### [Exercise details]
Could you print every record below exactly as it appears?

### [Material for the task]
---

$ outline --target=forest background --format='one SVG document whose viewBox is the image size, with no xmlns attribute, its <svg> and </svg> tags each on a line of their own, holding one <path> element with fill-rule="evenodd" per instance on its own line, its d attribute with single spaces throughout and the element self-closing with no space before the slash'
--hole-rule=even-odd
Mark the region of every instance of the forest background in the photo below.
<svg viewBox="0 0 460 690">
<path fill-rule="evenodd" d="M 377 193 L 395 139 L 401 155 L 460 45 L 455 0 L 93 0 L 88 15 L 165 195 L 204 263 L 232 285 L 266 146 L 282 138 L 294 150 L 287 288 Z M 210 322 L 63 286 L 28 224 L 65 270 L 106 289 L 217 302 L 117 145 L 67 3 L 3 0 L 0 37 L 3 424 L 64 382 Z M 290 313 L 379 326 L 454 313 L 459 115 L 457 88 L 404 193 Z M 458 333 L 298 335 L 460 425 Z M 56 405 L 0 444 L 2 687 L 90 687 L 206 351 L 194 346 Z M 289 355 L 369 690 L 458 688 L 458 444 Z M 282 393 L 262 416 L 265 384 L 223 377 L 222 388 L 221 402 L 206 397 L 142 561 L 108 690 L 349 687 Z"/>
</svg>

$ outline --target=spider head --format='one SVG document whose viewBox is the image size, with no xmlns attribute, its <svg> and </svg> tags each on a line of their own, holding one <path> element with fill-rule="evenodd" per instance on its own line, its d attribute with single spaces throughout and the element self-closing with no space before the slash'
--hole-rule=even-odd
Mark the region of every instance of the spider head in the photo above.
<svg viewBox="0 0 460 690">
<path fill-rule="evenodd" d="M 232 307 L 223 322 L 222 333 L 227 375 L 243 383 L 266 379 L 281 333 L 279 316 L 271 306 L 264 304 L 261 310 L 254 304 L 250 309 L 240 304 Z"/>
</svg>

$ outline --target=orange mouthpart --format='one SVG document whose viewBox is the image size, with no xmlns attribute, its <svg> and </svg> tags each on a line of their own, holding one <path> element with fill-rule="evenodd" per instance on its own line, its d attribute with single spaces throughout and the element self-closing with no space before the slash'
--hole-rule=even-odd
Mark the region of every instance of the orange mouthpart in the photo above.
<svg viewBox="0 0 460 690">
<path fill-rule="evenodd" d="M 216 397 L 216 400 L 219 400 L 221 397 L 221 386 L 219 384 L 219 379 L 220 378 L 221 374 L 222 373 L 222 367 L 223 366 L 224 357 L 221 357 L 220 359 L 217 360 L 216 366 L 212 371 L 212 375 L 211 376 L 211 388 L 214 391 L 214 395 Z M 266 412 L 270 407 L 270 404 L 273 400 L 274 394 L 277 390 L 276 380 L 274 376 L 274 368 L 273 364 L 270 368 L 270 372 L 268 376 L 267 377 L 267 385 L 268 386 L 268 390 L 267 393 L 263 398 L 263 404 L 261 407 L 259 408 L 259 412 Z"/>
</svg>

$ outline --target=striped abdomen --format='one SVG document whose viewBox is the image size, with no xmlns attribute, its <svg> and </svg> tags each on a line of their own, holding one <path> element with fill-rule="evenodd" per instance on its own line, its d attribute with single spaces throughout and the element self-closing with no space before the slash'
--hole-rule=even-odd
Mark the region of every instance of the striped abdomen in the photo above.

---

### [Written response]
$ outline --target=forest background --format='one SVG document whose viewBox is the image size, with no xmlns attribute, its <svg> and </svg> tags each on a line of their own, holding one <path> element with fill-rule="evenodd" per instance on its own line, its d attribute with single spaces throughout and the element self-closing with no space before the slash'
--hole-rule=even-odd
Mark the region of every instance of the forest background in the photo below.
<svg viewBox="0 0 460 690">
<path fill-rule="evenodd" d="M 377 193 L 395 139 L 401 155 L 460 45 L 455 0 L 93 0 L 88 15 L 165 195 L 204 263 L 232 285 L 266 146 L 282 138 L 294 150 L 287 288 Z M 210 322 L 63 286 L 28 224 L 65 270 L 106 289 L 217 302 L 117 145 L 67 3 L 3 0 L 0 37 L 3 424 L 64 382 Z M 290 313 L 379 326 L 454 313 L 459 115 L 457 88 L 404 193 Z M 458 333 L 298 335 L 460 425 Z M 56 405 L 0 444 L 2 687 L 90 687 L 206 351 L 194 346 Z M 289 355 L 369 690 L 458 688 L 458 444 Z M 282 393 L 262 416 L 265 384 L 223 377 L 222 388 L 221 402 L 206 397 L 142 561 L 108 690 L 349 687 Z"/>
</svg>

$ outline --target=spider head --format='one SVG document whose viewBox is the image size, with no xmlns attribute, its <svg> and </svg> tags each on a line of their own, holding one <path> element with fill-rule="evenodd" per instance on its own line, its d attribute with single spaces throughout and the element self-closing with no space before the slash'
--hole-rule=even-odd
Mark the region of every instance of the spider head in the photo above.
<svg viewBox="0 0 460 690">
<path fill-rule="evenodd" d="M 232 307 L 223 322 L 222 333 L 227 375 L 243 383 L 266 379 L 281 333 L 279 316 L 271 306 L 264 304 L 261 310 L 254 304 L 250 309 L 240 304 Z"/>
</svg>

$ outline --target=orange mouthpart --format='one SVG document whose viewBox is the image size, with no xmlns attribute, its <svg> and </svg> tags each on a line of their own, holding one <path> element with fill-rule="evenodd" per instance on its own line, its d attribute with single spaces throughout and the element self-closing with no space before the slash'
--hole-rule=even-odd
Mark the region of every instance of the orange mouthpart in the photo above.
<svg viewBox="0 0 460 690">
<path fill-rule="evenodd" d="M 216 397 L 216 400 L 219 400 L 221 397 L 221 386 L 219 384 L 219 379 L 220 378 L 221 374 L 222 373 L 222 367 L 223 366 L 224 357 L 221 357 L 220 359 L 217 360 L 216 366 L 212 371 L 212 375 L 211 376 L 211 388 L 214 391 L 214 395 Z M 266 412 L 270 407 L 270 404 L 273 400 L 274 394 L 277 390 L 276 380 L 274 376 L 274 368 L 273 364 L 270 368 L 270 372 L 268 376 L 267 377 L 267 385 L 268 386 L 268 390 L 267 393 L 263 398 L 263 404 L 261 407 L 259 408 L 259 412 Z"/>
</svg>

$ outline --target=striped abdomen --format='one SVG document whose viewBox is the image size, with no xmlns attribute, its <svg> and </svg> tags each on a line of their own, holding one <path> element with fill-rule="evenodd" per instance on its own line, its d attribute with single spaces throughout and the element self-closing with no space before the slash'
--hole-rule=even-odd
Mark the region of every instance of the striped abdomen in the photo above.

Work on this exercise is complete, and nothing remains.